** Opening Recorded data block **
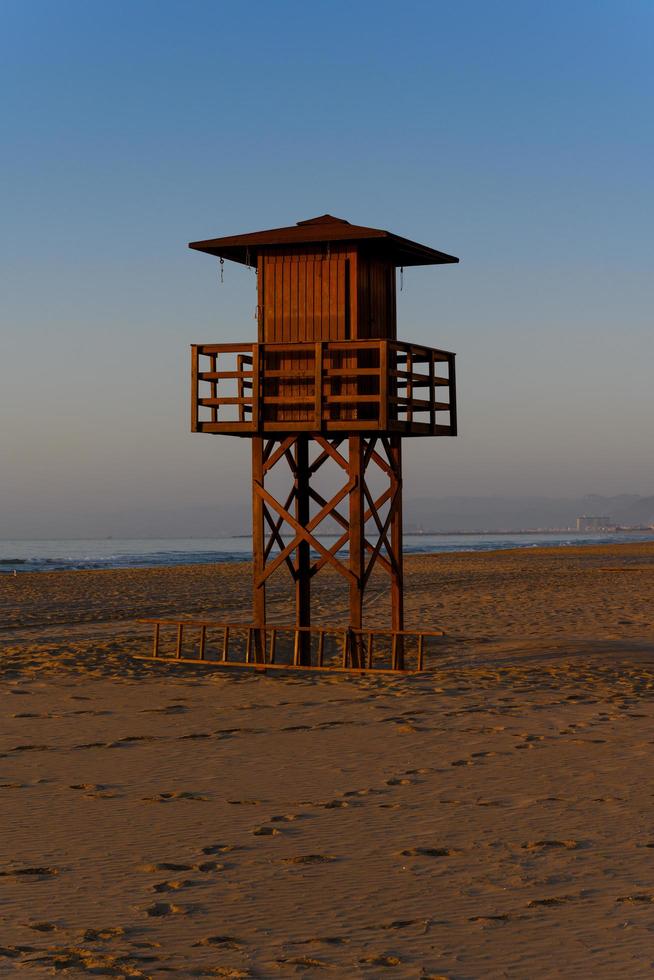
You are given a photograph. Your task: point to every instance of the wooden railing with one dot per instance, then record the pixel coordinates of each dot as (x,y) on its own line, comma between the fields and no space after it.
(363,385)
(288,646)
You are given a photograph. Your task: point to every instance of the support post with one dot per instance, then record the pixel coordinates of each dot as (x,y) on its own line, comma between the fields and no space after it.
(357,546)
(258,554)
(303,551)
(397,572)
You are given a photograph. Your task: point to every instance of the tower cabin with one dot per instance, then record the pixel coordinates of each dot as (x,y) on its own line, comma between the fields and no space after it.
(326,384)
(327,358)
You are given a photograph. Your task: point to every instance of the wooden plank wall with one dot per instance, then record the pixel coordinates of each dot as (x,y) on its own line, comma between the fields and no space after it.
(304,294)
(328,292)
(377,299)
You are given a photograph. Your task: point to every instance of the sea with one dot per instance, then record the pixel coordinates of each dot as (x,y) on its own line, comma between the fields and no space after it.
(70,555)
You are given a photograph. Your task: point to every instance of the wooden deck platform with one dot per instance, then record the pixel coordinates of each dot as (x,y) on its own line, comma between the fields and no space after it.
(354,386)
** Closing Recorded data block **
Task to carry out: Give the lines of the entries above exactly as they appear, leaving out each picture.

Solution to the problem:
You are given a photograph. Your task: point to every instance of the wooden railing with one dot per instance, then record the pixel coordinates of each dot as (x,y) on its own line, comma between the fields and no space after it.
(363,385)
(288,646)
You are given a photograph. Your task: point to every instance of the support post with one dot per instance, then record the pixel coordinates of each dot as (x,y) on its own line, comma between the fields and no space after it.
(357,546)
(258,554)
(303,551)
(397,572)
You are given a photograph. Your task: point to every instance of the tower cabin with one dot per instance, then record the pixel coordinates of each dot as (x,y) on its own line, comma between the fields and no space after it.
(326,384)
(327,358)
You are given a photograph. Your task: point to every instance of the wooden plank wall with one dot per instance, then record the pixel coordinates of each dot as (x,y) on its own line, comma between the fields and no space after it.
(304,294)
(328,292)
(377,299)
You are given a photograph. Your task: point to every instance of the sea with one dot per instance, then record the pixel coordinates of each dot as (x,y) on its own line, comma between the fields and no space after it.
(70,555)
You are given a photograph. Your task: point to every instance of the wooden deck platform with one dot per instance, then record the pixel coordinates of each dot as (x,y) on its own line, comma between the fields and no space after it.
(354,386)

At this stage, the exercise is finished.